_EXERCISE_. Copy out the full notebook excerpt below verbatim, from its first line to its last.

_PROVIDED PASSAGE_.

++++++++

In [1]:
%load_ext autoreload
%autoreload 2

In [2]:
!pip install retry joblib



In [3]:
import sys

# parse_s4ext
extensions_index_script_dir = '/home/jcfr/Projects/ExtensionsIndex/scripts/'
if extensions_index_script_dir not in sys.path:
    sys.path.insert(0, extensions_index_script_dir)

from check_description_files import parse_s4ext

# ExtensionProject
slicer_scripts_dir = "/tmp/SlicerWizard/Utilities/Scripts/"
if slicer_scripts_dir not in sys.path:
    sys.path.insert(0, slicer_scripts_dir)

from SlicerWizard.ExtensionProject import ExtensionProject

In [4]:
import errno
import os
    
# Copied from https://github.com/scikit-build/scikit-build/blob/master/skbuild/utils/__init__.py
def mkdir_p(path):
    """Ensure directory ``path`` exists. If needed, parent directories
    are created.
    Adapted from http://stackoverflow.com/a/600612/1539918
    """

++++++++

_DATASET EXCERPT_.
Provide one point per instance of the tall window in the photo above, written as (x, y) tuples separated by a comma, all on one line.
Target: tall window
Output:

++++++++

_RESPONSE TO THIS TASK_.
In [1]:
%load_ext autoreload
%autoreload 2

In [2]:
!pip install retry joblib



In [3]:
import sys

# parse_s4ext
extensions_index_script_dir = '/home/jcfr/Projects/ExtensionsIndex/scripts/'
if extensions_index_script_dir not in sys.path:
    sys.path.insert(0, extensions_index_script_dir)

from check_description_files import parse_s4ext

# ExtensionProject
slicer_scripts_dir = "/tmp/SlicerWizard/Utilities/Scripts/"
if slicer_scripts_dir not in sys.path:
    sys.path.insert(0, slicer_scripts_dir)

from SlicerWizard.ExtensionProject import ExtensionProject

In [4]:
import errno
import os
    
# Copied from https://github.com/scikit-build/scikit-build/blob/master/skbuild/utils/__init__.py
def mkdir_p(path):
    """Ensure directory ``path`` exists. If needed, parent directories
    are created.
    Adapted from http://stackoverflow.com/a/600612/1539918
    """